Things to do:
1. Retype the stretch of the trauma systems text from "Section 3505 of" through "and heart conditions.".
2. Continue the trauma systems text from where it ends.

Traumatic injuries are the leading cause of death and disability for people under the age of 45 and the fourth-leading cause of death for people of all ages.  Much progress has been made over the last 50 years in developing statewide regionalized trauma systems to care for these injuries, but authors of a review appearing in the December issue of Health Affairs, believe more work is needed to ensure the right patient gets to the right place at the right time, and that the Affordable Care Act may offer opportunities to strengthen trauma systems.

In addition to the impact on individuals, family and society, trauma and its consequences contribute to the nation’s rising health care costs. In 2010, trauma-related conditions accounted for $82.3 billion in health care expenditures, making that group of conditions the second most costly of all health conditions – surpassed only by heart conditions.  
Section 3505 of the Affordable Care Act authorizes $100 million in annual grants to help defray substantial uncompensated care costs, further the core mission of trauma centers, and provide emergency relief to ensure the continued availability of trauma services. According the study authors, the funds have yet to be appropriated by Congress. They argue that full funding of these provisions is needed to stabilize statewide trauma systems that are struggling to survive, including those that provide regionalized care for other time-sensitive emergency conditions, such as stroke and heart conditions.

“Recent disasters, both manmade and natural, that injure many people underscore the importance of sustaining a coordinated, regionalized approach to trauma and emergency care that is adequately funded and ready to respond in any region of the country,” said A. Brent Eastman, immediate past president of the American College of Surgeons and lead author of the review. 

Trauma systems provide a model of care consistent with the goals of the Affordable Care Act because they emphasize coordination among multiple health care professionals and institutions across the continuum of care.  Similar to current health reform efforts, trauma systems depend on a strong federal-state partnership, with the development of guidelines and standards of care at the national level and their implementation at the state and local levels. Continued commitment to this model on the part of the states and the federal government is critical.

Images for object localization
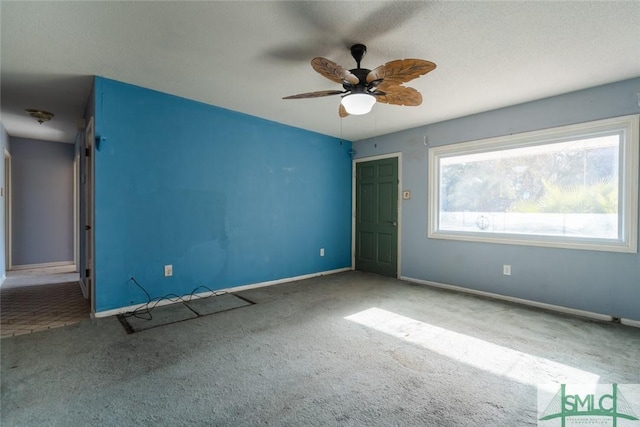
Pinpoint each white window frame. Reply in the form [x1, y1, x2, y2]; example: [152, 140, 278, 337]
[427, 114, 640, 253]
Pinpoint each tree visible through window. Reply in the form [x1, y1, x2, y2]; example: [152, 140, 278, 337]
[429, 116, 638, 251]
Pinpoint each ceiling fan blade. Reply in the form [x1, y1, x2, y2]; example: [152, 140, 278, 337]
[374, 85, 422, 107]
[282, 90, 347, 99]
[311, 57, 360, 85]
[338, 104, 349, 118]
[378, 59, 436, 91]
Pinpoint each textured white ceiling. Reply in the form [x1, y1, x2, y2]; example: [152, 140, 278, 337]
[0, 1, 640, 142]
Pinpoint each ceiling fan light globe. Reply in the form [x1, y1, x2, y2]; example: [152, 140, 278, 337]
[341, 93, 376, 116]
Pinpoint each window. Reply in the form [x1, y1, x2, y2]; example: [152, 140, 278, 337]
[428, 115, 639, 252]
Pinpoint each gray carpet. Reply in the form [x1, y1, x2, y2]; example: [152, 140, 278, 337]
[0, 272, 640, 427]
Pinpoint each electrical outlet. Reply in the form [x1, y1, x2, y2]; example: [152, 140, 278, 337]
[502, 264, 511, 276]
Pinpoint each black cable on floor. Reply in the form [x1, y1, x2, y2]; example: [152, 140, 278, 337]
[123, 277, 228, 320]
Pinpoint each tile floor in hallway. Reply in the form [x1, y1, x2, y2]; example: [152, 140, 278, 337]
[0, 266, 89, 338]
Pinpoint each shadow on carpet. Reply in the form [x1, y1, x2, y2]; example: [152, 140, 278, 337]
[118, 293, 255, 334]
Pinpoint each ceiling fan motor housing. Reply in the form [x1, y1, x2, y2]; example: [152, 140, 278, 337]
[342, 68, 371, 90]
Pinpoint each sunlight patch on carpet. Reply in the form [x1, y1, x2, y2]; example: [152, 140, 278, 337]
[345, 307, 600, 392]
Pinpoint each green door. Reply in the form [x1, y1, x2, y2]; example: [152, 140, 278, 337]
[355, 157, 398, 277]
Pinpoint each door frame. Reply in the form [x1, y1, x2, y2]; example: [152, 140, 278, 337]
[78, 117, 96, 317]
[351, 152, 402, 278]
[3, 148, 13, 271]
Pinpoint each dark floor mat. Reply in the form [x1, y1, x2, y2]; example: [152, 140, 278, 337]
[118, 293, 255, 334]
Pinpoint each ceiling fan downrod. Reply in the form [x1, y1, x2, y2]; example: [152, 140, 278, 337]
[351, 43, 367, 68]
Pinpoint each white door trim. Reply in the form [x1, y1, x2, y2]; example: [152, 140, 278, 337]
[4, 148, 13, 271]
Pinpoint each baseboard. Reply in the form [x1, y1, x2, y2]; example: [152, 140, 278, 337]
[400, 276, 640, 328]
[11, 261, 76, 271]
[96, 267, 351, 318]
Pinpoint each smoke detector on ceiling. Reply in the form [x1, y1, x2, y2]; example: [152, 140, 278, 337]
[25, 108, 53, 124]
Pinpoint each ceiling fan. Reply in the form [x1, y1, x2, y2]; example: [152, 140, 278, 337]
[282, 44, 436, 117]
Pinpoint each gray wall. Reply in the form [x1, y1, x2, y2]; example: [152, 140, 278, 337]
[11, 138, 74, 266]
[353, 78, 640, 320]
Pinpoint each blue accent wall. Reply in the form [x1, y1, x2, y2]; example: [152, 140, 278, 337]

Answers to each task:
1.
Section 3505 of the Affordable Care Act authorizes $100 million in annual grants to help defray substantial uncompensated care costs, further the core mission of trauma centers, and provide emergency relief to ensure the continued availability of trauma services. According the study authors, the funds have yet to be appropriated by Congress. They argue that full funding of these provisions is needed to stabilize statewide trauma systems that are struggling to survive, including those that provide regionalized care for other time-sensitive emergency conditions, such as stroke and heart conditions.

2.
“Treatment of a serious injury in a level 1 or level 2 trauma center is expensive.  However, such care is cost-effective, and overall savings can be realized if patients are treated at a level of care commensurate with the severity of their injuries.  Effective communications among emergency medical services (EMS), including 911 call centers, dispatch agencies and transport agencies and between EMS providers and hospitals are critical in achieving this goal,” said Ellen J. MacKenzie, PhD, co-author of the review and the Fred and Julie Soper Professor & Chair of the Johns Hopkins Bloomberg School of Public Health’s Department of Health Policy and Management.

The reviewers conclude the sustainability and growth of a coordinated regionalized approach to trauma and critical care will require a strong federal-state partnership, a unified constituent base to advocate for public funding, and performance-based payment systems that incentivize trauma centers and EMS providers to work together towards achieving the common goal of getting the right patient to the right place in the right time. Avery B. Nathens, surgeon in chief and professor of surgery at the Sunnybrook Health Services Centre in Toronto contributed to this review.